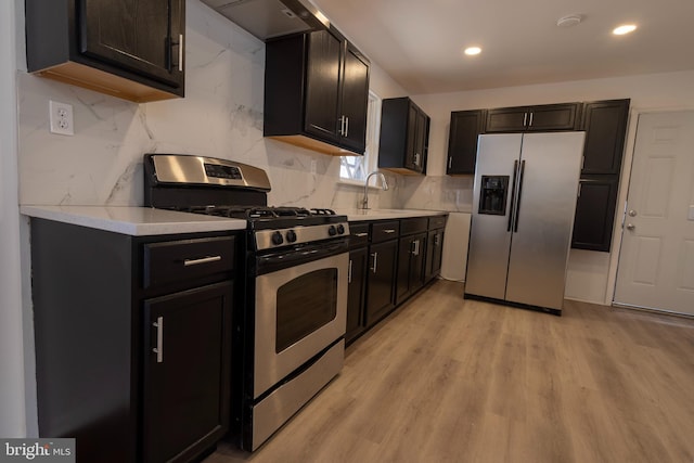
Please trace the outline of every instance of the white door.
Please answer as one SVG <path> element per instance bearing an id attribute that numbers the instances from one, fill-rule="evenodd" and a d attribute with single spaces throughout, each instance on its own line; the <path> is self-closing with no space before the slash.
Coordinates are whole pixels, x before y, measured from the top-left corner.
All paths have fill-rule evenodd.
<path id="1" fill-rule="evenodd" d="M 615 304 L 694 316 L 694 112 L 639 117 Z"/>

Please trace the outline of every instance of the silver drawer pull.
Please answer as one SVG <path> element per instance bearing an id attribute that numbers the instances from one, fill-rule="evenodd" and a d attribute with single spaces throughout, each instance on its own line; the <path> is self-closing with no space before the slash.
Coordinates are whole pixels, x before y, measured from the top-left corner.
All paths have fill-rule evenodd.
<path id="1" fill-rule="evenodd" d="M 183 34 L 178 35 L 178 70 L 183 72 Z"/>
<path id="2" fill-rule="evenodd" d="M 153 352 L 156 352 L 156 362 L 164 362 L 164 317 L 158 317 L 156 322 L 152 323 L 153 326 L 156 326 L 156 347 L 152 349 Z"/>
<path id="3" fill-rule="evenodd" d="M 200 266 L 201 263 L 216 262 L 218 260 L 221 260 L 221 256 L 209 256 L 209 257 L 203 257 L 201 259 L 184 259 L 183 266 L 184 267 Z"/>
▬▬▬▬▬▬▬▬▬▬
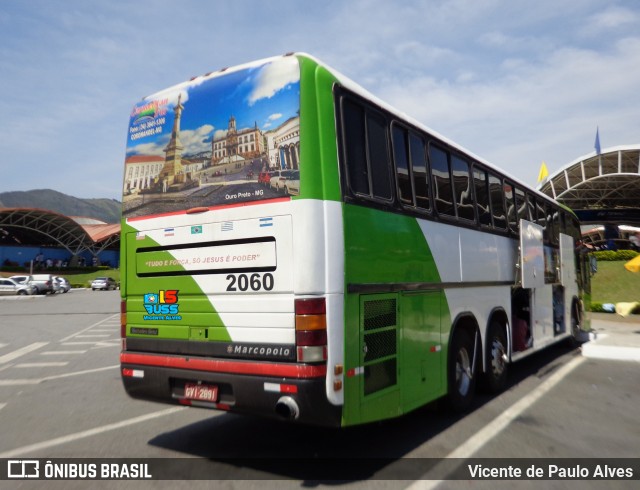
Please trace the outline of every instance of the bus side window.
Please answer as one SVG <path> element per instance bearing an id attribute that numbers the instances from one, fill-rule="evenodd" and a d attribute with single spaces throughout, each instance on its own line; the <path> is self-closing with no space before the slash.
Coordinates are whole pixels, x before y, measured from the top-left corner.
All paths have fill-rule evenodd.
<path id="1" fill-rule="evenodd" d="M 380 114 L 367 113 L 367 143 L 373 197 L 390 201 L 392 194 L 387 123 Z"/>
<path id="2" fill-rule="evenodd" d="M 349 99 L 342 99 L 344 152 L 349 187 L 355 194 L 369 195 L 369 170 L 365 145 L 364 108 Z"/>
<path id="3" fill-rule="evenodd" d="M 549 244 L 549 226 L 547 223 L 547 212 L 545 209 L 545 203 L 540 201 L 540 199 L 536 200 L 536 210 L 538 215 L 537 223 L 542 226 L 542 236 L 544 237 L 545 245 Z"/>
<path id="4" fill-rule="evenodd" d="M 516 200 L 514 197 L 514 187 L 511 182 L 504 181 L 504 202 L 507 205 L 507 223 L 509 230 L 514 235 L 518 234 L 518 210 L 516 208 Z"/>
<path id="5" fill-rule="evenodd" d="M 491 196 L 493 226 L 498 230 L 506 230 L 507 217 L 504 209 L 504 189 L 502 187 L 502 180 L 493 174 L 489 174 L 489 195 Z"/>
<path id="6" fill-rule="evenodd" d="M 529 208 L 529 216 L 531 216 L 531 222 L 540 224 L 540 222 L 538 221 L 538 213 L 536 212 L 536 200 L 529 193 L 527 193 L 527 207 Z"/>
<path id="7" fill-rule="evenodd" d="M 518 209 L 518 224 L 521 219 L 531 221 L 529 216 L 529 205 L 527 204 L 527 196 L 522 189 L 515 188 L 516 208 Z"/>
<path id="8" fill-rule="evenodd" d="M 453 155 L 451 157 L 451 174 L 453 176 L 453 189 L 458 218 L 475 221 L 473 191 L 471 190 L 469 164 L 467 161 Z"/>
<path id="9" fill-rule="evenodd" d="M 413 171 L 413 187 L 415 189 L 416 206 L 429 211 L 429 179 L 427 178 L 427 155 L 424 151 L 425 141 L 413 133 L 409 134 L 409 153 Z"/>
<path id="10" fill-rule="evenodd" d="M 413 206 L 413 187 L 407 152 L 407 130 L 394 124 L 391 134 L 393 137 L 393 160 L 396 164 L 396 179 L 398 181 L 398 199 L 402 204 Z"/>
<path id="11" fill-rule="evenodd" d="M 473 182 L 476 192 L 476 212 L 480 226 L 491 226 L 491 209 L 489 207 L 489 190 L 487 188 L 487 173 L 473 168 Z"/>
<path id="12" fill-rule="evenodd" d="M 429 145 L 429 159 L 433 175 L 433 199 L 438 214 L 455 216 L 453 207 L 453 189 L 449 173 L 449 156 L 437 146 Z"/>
▬▬▬▬▬▬▬▬▬▬
Reproduce the data without any change, starting at the line containing "Please trace the outline of every instance of the white" and ending after the line containing "615 304 L 694", with both of those lines included.

Please trace the outline of every instance of the white door.
Please answer as one SVG <path> element per instance bearing an id attribute that numbers the instances from one, fill-rule="evenodd" and a d attribute with single spaces throughout, each instance on its own line; the <path> is self-closing with no space before the slash.
Coordinates are whole pixels, x before y, measured from the top-left corner.
All paths have fill-rule evenodd.
<path id="1" fill-rule="evenodd" d="M 615 304 L 694 316 L 694 112 L 639 117 Z"/>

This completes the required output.